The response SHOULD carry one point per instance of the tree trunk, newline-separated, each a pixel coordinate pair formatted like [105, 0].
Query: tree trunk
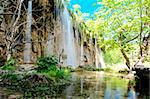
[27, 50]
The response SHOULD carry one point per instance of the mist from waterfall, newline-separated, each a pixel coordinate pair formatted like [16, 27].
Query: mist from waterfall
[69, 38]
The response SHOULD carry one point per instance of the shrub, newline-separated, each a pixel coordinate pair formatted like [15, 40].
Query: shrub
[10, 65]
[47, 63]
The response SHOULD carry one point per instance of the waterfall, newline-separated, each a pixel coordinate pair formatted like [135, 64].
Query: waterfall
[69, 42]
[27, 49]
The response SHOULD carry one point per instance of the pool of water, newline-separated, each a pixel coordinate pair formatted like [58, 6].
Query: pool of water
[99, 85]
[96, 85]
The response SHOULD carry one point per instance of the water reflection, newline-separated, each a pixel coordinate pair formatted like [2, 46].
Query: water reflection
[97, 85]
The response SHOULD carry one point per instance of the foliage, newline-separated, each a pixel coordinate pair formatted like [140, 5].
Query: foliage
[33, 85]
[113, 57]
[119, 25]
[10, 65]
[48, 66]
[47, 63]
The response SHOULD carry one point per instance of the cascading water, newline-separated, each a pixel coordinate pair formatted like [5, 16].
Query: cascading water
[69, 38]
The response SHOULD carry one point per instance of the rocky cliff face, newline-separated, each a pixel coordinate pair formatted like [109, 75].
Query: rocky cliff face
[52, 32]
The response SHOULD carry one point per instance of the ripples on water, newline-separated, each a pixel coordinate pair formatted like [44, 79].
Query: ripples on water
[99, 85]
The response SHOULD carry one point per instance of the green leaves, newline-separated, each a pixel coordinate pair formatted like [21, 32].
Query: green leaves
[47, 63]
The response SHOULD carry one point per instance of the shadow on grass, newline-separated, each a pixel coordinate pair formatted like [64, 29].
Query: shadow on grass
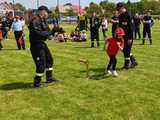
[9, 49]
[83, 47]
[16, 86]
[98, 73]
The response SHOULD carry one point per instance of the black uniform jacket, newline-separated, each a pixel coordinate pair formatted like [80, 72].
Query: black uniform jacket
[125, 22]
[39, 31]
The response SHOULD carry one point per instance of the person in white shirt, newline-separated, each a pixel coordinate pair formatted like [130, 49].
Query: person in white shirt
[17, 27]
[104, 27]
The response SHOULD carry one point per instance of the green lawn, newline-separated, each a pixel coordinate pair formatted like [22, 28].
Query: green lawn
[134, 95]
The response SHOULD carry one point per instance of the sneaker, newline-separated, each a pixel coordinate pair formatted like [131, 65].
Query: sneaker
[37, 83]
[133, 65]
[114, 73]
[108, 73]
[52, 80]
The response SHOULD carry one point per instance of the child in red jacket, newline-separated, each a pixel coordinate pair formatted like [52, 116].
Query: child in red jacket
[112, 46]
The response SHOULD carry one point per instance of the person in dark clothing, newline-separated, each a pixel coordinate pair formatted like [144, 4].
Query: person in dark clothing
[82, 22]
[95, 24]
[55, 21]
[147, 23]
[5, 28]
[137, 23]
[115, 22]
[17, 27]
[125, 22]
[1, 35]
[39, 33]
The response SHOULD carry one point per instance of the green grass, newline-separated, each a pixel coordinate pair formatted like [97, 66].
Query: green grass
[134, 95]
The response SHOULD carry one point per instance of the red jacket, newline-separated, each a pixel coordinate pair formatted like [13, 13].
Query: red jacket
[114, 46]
# # # # # # #
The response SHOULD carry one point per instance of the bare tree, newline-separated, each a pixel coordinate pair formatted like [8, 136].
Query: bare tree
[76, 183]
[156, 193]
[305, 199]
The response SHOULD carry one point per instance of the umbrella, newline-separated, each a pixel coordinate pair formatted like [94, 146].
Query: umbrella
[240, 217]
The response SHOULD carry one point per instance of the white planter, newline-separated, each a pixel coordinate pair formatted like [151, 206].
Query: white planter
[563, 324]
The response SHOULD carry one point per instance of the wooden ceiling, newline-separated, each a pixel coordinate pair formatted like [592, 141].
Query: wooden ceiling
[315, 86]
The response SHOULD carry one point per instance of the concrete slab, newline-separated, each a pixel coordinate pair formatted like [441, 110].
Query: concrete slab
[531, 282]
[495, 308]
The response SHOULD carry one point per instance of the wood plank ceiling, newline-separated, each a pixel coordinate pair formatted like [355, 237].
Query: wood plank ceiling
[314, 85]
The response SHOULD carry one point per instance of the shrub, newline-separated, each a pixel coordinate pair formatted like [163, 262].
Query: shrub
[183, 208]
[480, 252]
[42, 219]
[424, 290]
# # # # # # #
_SHORT PROBLEM_. Determine how many lines in the rows above contain the string "black", treating uppercase and lowercase letters as distinct. Reply with the number only.

_SOLUTION TO THE PROBLEM_. 2